Text shown
## begin

Also, it's likely fraud, in the legal sense of the word, because they're
materially misrepresenting the product in order to get consumers to pay for
something they otherwise might not.

------
deepblueocean
I actually think the WIRED piece [1] to which OP refers does a good job of
addressing this point. In particular, the WIRED article mentions PORTAL, a
competing device called the SafePlug (which we did some research on to show
that it does this job rather poorly), and something I'd never previously heard
of called OnionPi.

Also, the article states very clearly states: "If you use the same browser for
your anonymous and normal Internet activities, for instance, websites can use
“browser fingerprinting” techniques like cookies to identify you.", which is
basically the point of this post.

The WIRED piece even goes further, offering the same solution as is offered in
this piece: "[an expert] suggests that even when routing traffic over Tor with
Anonabox, users should use the Tor Browser, a hardened browser that avoids
those fingerprinting techniques."

## end

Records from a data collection

## begin

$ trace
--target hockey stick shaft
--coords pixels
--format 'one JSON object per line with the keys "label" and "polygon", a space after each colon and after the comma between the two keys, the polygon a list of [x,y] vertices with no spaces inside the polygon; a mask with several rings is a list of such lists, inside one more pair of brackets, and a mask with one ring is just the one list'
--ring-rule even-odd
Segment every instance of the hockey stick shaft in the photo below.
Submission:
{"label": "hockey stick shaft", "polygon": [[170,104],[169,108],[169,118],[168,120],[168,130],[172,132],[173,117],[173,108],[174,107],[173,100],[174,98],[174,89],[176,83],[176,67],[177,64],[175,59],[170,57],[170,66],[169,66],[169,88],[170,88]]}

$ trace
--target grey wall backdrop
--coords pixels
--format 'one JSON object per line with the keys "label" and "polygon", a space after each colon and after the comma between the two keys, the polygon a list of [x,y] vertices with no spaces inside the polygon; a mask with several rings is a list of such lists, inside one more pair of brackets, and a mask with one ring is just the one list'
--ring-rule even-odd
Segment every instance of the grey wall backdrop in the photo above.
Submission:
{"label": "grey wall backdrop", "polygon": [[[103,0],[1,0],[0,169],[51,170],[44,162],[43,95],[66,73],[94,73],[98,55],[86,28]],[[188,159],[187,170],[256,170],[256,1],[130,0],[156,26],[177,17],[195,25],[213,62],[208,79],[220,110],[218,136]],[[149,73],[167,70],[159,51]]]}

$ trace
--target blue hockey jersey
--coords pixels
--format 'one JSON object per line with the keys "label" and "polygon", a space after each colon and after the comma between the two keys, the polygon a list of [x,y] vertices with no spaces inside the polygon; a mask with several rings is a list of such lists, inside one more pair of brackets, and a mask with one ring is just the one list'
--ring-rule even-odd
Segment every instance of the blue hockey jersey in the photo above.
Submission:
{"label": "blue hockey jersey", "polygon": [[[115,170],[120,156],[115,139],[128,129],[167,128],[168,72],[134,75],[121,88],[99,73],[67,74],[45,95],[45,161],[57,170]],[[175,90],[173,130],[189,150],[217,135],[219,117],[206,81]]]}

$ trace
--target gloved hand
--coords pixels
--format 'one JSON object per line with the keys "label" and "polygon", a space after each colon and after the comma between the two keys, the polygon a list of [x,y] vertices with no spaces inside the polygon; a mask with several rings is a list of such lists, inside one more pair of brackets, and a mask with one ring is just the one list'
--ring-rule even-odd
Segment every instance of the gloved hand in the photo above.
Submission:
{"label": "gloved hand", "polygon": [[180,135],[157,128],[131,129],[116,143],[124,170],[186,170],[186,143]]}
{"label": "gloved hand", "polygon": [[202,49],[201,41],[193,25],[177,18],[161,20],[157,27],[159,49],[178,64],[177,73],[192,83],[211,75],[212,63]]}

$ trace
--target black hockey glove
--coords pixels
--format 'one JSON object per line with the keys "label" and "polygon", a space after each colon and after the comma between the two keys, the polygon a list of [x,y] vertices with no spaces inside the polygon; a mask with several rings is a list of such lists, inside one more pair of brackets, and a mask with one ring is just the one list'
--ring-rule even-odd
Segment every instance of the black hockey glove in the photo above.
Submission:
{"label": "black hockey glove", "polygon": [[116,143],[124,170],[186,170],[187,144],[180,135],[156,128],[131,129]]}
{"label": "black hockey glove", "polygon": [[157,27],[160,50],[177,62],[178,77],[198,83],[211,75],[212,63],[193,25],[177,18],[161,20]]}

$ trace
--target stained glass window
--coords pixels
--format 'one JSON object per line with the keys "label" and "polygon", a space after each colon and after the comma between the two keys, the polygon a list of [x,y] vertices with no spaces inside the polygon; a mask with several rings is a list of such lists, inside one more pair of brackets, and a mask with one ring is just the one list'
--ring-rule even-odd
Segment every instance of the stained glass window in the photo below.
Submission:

## end

Given instruction 1
Transcribe the passage of the Anonabox thread from "Also, it's likely" to "otherwise might not.".
Given instruction 2
Using the Anonabox thread, mark each statement yes or no and quote the words that settle it: (a) The WIRED article mentions a device called the SafePlug. (b) The commenter was already familiar with OnionPi before reading the article. (c) The expert cited in the WIRED piece says Anonabox users need not use the Tor Browser.

Full response 1
Also, it's likely fraud, in the legal sense of the word, because they're
materially misrepresenting the product in order to get consumers to pay for
something they otherwise might not.

Full response 2
(a) Yes: "a competing device called the SafePlug"
(b) No: "something I'd never previously heard of called OnionPi"
(c) No: "users should use the Tor Browser, a hardened browser that avoids those fingerprinting techniques"